» EXTRACT TO READ
..............................

Midwest Energy News published an article today highlighting the political challenges facing small-scale renewable energy projects in Wisconsin.


Innovative Farm Energy Projects Clash with Wisconsin Policy

Published by Midwest Energy News on 05/22/2014 by Kari Lydersen

The farming region of central Wisconsin presents a bucolic image, home to rolling fields, numerous dairies and a family-owned chicken processing plant that started in 1925 with two brothers delivering eggs and livestock.

These operations also produce a lot of waste, including countless tons of manure and the detritus from processing poultry.

Now Chester Dairy and Brakebush Brothers are teaming up through a Milwaukee-based company to turn that unsightly waste into renewable heat and power.

Clean Energy North America is building a biodigester on New Chester’s land, which will extract methane from the dairy’s manure and from the waste of nearby food processors including Brakebush. The biogas will be sent via an underground pipeline to Brakebush’s plant about 16 miles away. There it will be burned to generate up to 7 MW of electricity, supplying more than 80 percent of Brakebush’s load. And the waste heat from the generation will be used for Brakebush’s hot water.

..............................

» DATA FOR ANALYSIS
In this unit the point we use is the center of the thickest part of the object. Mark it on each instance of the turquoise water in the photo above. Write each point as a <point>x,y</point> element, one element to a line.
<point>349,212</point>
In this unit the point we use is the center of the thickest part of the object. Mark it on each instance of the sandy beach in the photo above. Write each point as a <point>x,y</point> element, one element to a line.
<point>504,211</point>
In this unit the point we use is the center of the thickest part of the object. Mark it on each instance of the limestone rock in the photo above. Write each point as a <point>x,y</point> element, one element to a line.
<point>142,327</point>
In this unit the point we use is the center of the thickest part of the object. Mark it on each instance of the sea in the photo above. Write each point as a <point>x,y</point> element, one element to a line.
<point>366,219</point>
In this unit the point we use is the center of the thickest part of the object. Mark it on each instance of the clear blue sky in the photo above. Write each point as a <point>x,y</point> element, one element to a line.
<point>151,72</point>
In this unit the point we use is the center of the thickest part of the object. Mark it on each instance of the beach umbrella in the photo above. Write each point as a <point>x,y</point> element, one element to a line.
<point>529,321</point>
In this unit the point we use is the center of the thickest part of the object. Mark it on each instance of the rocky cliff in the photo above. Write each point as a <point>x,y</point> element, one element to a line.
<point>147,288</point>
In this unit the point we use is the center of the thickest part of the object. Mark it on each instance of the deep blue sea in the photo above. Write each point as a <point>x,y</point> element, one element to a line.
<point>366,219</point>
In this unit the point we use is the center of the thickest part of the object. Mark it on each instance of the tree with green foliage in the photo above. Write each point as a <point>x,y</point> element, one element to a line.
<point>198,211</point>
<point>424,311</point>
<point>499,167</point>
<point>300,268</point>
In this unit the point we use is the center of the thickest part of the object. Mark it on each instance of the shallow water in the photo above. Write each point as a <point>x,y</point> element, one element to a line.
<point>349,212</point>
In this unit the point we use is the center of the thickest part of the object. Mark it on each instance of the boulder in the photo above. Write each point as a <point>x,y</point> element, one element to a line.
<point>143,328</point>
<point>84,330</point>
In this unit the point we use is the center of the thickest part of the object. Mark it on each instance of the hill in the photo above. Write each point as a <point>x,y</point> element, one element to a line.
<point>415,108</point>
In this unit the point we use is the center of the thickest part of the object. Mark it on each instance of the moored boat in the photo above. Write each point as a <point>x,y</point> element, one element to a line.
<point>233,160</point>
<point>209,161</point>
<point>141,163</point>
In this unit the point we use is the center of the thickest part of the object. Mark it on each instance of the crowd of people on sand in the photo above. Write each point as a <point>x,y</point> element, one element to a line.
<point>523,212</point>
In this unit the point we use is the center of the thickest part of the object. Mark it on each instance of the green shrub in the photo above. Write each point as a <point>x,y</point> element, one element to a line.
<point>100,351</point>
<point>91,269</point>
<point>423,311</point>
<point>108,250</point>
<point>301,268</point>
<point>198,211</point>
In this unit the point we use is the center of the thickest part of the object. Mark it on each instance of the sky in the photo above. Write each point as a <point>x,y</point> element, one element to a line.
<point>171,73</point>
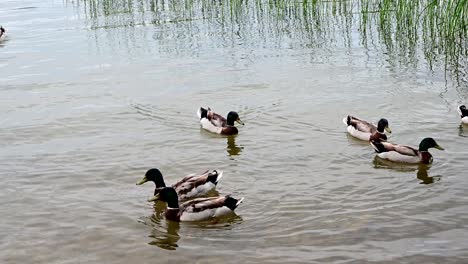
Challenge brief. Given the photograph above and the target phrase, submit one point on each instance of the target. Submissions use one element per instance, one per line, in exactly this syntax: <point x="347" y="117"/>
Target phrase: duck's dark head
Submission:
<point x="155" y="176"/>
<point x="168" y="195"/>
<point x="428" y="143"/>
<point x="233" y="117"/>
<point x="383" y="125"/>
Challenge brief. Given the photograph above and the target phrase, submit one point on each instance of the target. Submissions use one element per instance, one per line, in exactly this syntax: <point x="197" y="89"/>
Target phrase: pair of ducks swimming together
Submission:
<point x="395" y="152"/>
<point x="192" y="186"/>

..............................

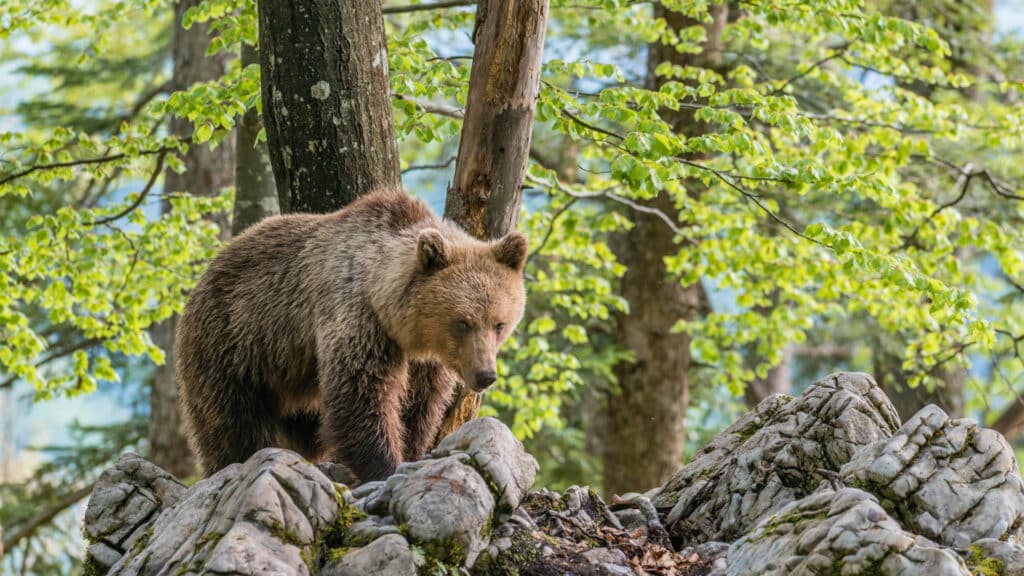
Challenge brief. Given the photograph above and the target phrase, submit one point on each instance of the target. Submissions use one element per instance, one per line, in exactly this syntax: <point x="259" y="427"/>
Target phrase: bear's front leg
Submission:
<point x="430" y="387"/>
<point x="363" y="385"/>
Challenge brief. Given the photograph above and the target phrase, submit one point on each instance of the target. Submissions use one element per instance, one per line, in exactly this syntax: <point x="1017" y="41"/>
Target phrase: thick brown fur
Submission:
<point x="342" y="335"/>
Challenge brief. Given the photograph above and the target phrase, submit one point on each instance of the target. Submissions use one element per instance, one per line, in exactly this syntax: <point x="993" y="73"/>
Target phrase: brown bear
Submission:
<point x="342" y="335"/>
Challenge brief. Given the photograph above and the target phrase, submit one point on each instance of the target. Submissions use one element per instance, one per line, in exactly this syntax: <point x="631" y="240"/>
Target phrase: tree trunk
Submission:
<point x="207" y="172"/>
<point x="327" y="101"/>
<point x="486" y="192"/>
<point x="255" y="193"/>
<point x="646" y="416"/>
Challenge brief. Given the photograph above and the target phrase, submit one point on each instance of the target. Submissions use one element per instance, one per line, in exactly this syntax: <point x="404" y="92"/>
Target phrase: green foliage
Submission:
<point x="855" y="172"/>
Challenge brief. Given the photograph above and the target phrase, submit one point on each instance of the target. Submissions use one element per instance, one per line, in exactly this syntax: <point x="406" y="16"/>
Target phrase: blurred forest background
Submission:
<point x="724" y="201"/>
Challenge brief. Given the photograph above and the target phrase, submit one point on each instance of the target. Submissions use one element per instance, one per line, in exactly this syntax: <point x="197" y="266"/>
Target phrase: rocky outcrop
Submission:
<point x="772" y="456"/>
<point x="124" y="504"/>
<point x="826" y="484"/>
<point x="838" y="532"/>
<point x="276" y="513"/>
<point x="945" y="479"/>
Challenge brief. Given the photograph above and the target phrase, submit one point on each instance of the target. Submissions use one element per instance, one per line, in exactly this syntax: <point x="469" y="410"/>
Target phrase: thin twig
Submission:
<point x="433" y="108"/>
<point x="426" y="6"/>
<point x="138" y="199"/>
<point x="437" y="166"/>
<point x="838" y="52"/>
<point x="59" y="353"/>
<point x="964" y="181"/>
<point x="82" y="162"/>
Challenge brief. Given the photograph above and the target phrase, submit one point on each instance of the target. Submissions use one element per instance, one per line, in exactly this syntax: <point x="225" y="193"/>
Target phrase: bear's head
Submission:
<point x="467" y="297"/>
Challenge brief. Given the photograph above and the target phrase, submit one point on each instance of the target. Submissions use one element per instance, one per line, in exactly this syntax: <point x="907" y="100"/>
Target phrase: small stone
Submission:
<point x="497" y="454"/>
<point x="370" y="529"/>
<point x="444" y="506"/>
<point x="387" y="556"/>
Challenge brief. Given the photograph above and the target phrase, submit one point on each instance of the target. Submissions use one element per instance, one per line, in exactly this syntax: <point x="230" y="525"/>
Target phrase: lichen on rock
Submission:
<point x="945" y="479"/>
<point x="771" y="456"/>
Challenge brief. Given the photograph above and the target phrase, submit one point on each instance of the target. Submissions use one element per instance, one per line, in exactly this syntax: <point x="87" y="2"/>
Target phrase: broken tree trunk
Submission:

..............................

» TASKS TO PERFORM
1. According to the article on Wisconsin farm energy projects, what share of Brakebush's load will the generated electricity supply?
2. Translate this sentence from the article on Wisconsin farm energy projects into Spanish: "These operations also produce a lot of waste, including countless tons of manure and the detritus from processing poultry."
3. Continue the article on Wisconsin farm energy projects from its last sentence.

» RESULTS OF THE TASKS
1. More than 80 percent.

2. Estas operaciones también producen muchos residuos, incluidas incontables toneladas de estiércol y los desechos del procesamiento de aves de corral.

3.
That means Brakebush– a national company that distributes chickens to schools, restaurants and the military — will drastically reduce its need for natural gas for heating and electricity from the grid that would likely come from coal-fired power plants. And the manure and other waste will be turned into an efficient fertilizer, reducing the problems posed by bacteria and run-off when manure is applied directly to fields.

This project, called New Chester Clean Energy, is an example of the creative renewable energy and combined heat and power operations that could help farms across the Midwest save on energy costs and reduce their environmental impact and carbon footprint.

But such projects depend on a favorable climate from local utilities and state regulators and legislators.

Wisconsin is not considered politically hospitable to distributed renewable energy projects like this, as outlined in a report last year by the Wisconsin Energy Institute. Clean Energy North America vice president Murray Sim, an expert who has worked at utilities in the Midwest and abroad, said the company will likely not do another such project in the state anytime soon.